_The task_:
Each line of the data below that includes the string "Trace" must be copied.
--- Exercise data ---
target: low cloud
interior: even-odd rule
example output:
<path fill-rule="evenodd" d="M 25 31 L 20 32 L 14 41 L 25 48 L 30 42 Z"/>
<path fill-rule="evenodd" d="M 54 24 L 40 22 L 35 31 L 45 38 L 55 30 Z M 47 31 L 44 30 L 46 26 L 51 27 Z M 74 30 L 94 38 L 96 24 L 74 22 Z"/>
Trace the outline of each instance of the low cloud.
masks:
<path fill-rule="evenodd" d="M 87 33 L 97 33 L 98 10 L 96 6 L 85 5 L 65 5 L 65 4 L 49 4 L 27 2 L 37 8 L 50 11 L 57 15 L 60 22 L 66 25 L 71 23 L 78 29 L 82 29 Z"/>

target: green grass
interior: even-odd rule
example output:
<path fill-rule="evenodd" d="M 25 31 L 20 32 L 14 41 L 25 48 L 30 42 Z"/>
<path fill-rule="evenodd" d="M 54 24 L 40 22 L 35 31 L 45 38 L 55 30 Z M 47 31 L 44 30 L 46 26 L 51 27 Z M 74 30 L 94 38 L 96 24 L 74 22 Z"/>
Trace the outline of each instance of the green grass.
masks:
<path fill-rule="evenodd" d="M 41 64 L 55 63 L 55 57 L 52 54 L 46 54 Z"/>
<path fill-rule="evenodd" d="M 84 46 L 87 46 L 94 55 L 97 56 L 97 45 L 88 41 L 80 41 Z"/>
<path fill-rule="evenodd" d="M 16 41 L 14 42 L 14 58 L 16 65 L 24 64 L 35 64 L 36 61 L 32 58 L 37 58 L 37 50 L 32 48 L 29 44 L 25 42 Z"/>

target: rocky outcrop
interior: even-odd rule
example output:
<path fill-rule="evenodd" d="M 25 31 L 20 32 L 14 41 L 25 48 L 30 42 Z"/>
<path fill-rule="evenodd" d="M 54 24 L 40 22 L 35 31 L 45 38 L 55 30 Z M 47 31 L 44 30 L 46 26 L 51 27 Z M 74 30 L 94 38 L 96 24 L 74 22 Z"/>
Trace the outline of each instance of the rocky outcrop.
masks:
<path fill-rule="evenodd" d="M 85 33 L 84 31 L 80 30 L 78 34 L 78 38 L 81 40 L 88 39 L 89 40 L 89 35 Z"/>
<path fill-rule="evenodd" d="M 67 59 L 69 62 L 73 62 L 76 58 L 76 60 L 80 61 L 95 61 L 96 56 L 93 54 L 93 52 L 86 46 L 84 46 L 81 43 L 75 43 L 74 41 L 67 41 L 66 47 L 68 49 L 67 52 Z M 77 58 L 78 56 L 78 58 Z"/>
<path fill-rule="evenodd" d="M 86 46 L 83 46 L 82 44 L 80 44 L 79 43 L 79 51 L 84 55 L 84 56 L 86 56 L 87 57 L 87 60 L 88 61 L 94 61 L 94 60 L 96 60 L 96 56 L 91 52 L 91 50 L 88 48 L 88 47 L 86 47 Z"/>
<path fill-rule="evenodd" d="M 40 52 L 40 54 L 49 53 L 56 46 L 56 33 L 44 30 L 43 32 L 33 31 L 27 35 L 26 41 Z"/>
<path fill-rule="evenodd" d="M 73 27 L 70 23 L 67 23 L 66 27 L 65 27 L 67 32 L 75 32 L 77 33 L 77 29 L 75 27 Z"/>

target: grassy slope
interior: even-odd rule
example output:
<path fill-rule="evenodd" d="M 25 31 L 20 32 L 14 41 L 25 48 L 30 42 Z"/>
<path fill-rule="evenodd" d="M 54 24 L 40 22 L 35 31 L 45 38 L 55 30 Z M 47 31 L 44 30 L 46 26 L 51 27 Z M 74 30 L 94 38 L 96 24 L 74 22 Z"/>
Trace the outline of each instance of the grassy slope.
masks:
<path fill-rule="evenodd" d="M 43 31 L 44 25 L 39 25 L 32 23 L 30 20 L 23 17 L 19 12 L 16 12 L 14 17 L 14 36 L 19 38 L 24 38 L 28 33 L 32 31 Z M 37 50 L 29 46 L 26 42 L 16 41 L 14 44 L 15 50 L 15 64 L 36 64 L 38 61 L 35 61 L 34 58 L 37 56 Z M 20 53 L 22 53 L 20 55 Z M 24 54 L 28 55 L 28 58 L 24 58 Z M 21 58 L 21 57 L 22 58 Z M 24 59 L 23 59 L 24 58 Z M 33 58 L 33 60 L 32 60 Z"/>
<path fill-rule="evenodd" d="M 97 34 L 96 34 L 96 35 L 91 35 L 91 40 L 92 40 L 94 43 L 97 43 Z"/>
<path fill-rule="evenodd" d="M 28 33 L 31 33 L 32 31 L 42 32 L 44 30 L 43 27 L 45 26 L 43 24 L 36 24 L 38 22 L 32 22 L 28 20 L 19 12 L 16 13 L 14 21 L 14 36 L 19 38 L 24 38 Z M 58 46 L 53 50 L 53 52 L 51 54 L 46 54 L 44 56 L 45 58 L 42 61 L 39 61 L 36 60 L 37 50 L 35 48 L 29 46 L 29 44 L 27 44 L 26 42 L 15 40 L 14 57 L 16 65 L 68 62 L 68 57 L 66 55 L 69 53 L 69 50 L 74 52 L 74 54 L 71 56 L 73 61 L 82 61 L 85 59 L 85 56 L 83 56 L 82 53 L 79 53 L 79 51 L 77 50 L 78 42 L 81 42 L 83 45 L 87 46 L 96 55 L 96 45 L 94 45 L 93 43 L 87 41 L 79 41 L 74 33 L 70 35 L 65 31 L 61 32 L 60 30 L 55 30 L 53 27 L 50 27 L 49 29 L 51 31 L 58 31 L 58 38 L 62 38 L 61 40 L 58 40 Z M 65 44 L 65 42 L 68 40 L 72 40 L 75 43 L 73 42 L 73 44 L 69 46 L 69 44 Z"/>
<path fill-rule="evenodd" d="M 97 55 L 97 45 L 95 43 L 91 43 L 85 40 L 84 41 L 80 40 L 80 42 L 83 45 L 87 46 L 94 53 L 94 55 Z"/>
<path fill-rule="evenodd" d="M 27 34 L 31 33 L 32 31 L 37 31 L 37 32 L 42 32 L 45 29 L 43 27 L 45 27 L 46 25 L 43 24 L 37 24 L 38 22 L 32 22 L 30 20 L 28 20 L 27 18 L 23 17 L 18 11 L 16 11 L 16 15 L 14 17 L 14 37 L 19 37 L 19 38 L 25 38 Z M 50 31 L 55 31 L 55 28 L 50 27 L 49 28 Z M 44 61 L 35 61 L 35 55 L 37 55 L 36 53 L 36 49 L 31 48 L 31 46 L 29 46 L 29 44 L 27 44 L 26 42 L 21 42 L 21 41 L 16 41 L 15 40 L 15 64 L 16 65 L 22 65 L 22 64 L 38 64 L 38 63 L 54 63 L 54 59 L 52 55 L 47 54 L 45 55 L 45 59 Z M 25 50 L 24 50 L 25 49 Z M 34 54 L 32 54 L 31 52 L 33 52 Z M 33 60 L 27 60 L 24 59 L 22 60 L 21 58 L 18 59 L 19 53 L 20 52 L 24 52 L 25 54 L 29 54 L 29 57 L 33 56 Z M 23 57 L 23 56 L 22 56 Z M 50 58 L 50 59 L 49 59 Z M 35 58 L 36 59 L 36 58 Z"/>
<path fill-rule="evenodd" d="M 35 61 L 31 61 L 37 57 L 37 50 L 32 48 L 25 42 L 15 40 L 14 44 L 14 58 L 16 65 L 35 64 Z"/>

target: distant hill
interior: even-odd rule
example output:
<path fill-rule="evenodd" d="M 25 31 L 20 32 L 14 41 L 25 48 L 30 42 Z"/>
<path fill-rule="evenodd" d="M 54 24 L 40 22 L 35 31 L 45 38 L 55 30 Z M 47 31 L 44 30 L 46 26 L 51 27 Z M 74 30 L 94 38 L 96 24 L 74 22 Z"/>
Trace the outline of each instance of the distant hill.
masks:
---
_Task output_:
Trace the outline of each instance of the low cloud.
Trace the outline of each instance of the green grass.
Trace the outline of each instance of the rocky outcrop.
Trace the outline of each instance of the grassy slope.
Trace the outline of each instance of the distant hill.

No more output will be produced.